Written problem: List, copied in full, every line of the records below that contains the word "hare". Case matters.

Information provided:

------------------------------------------------

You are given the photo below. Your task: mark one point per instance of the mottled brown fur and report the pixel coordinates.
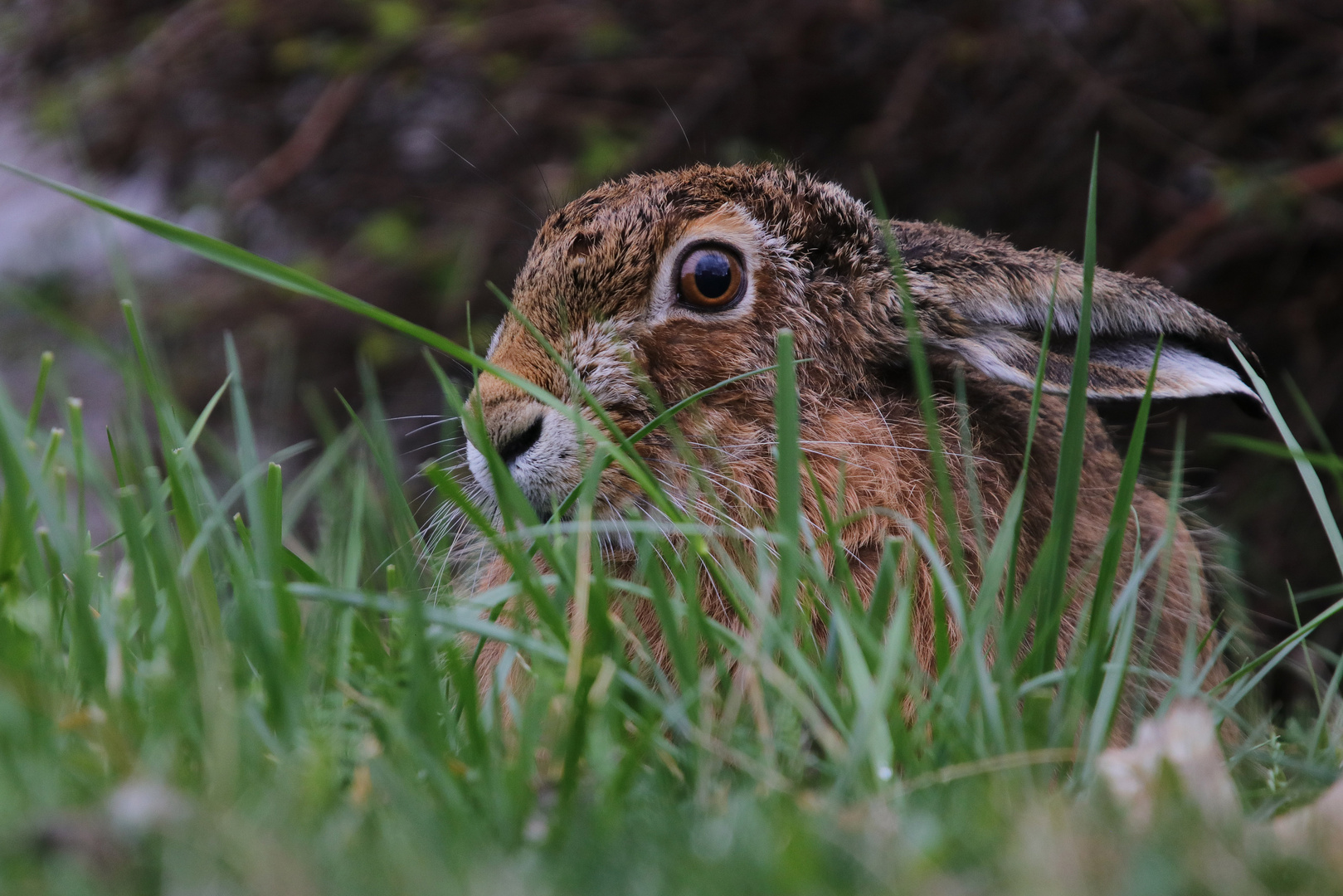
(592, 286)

------------------------------------------------

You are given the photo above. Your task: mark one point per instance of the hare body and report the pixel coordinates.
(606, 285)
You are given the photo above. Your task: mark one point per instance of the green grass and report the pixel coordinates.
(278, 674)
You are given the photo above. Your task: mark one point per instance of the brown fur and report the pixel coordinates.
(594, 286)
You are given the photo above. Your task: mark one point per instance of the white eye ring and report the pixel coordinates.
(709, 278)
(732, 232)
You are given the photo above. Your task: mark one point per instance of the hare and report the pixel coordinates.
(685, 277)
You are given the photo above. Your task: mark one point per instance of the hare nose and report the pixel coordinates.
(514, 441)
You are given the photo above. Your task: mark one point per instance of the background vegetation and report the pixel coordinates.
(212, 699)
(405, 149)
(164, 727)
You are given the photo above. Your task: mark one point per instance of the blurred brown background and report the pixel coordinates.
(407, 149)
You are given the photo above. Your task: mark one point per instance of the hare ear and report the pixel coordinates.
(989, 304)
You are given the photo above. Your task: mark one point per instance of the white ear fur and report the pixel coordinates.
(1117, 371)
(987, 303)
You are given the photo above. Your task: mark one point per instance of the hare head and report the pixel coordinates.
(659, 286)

------------------------------------------------

Response:
You are given the photo above. Your task: mark one point per instance of the hare body and report the pixel coordinates.
You are given the photo above. Your task: mark one point per instance of the hare and report the pixel coordinates.
You are given the photo above. Your task: mark one point per instance of the hare nose and report the pixel coordinates.
You are given the photo above. Your task: mark one point per instance of the hare ear and report the pixel coordinates.
You are given the photo above. Your task: mark one point per instance of the hare head and report the pixel coordinates.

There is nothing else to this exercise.